Task goal:
Please continue the Retail Tech Roundup passage about Klevu's new search analytics tools, starting after its last sentence.

Supplied passage:

The weekly Retail Tech Roundup compiles technology news across the supply chain, textiles, manufacturing, retail, e-commerce, logistics and fulfillment sectors.

Search

Klevu

Klevu, a provider of artificial intelligence-powered search technology for retail e-commerce sites, debuted enhanced analytics tools including Live View, Word Graph, and Filter Analytics in the Klevu Merchant Center. Retailers can utilize these tools to optimize their marketing campaigns with actionable, real-time data based on shopper behavior with the goal of boosting conversion and elevating the customer experience.

Live View offers real-time information on searches and their origins—from a global heat map identifying where searches originate to a ticker tape of live searches—showing retailers the number of searches and product clicks in the last minute. This detail helps e-commerce merchants drive more revenue by fine tuning and geotargeting their marketing messaging. In addition, Live View displays long-tail searches, offering greater search analytics specificity.

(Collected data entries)

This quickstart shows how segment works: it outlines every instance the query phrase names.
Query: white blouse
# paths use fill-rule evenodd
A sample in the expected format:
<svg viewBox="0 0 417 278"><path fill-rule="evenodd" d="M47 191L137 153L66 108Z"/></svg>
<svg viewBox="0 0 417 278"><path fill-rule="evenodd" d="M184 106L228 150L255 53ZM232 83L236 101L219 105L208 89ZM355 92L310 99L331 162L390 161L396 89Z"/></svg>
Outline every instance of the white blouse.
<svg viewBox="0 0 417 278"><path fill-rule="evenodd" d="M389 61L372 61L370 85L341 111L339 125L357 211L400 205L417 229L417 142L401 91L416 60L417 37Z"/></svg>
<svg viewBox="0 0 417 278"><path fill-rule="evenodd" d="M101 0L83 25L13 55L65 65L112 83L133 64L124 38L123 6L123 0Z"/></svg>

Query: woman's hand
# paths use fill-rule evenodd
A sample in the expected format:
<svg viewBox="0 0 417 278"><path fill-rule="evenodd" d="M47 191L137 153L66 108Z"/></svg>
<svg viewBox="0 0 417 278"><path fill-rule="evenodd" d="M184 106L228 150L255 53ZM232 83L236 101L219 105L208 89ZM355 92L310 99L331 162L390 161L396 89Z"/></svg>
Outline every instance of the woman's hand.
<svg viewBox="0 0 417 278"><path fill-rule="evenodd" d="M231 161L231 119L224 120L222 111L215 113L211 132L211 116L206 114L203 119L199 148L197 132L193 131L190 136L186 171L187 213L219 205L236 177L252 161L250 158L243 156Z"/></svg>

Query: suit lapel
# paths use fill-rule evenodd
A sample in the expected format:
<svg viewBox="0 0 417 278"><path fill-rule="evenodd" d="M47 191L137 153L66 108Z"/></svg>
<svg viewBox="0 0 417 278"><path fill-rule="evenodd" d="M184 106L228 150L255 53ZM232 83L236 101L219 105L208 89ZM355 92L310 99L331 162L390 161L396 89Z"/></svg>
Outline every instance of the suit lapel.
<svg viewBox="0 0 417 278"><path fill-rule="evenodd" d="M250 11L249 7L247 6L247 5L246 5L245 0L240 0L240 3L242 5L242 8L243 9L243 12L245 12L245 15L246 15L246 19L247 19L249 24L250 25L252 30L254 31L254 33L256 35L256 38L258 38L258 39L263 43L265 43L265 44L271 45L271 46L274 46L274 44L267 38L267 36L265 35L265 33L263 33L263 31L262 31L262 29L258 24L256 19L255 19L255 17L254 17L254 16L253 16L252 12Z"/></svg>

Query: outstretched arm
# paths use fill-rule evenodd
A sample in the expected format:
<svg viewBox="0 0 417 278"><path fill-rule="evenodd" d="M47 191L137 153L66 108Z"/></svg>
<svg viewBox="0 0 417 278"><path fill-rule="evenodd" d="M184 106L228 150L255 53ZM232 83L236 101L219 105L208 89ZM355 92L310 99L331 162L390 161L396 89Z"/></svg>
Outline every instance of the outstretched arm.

Written answer:
Word Graph helps retailers connect the dots between keywords. Users can build out high-conversion product copy, find elusive longtail keywords for paid marketing, and discover products for cross-selling.
Filter Analysis helps consumers find what they are looking for more quickly with fewer clicks. Retailers can use this tool to identify commonly clicked filters on product listing pages and then make those products appear more prominently in search results.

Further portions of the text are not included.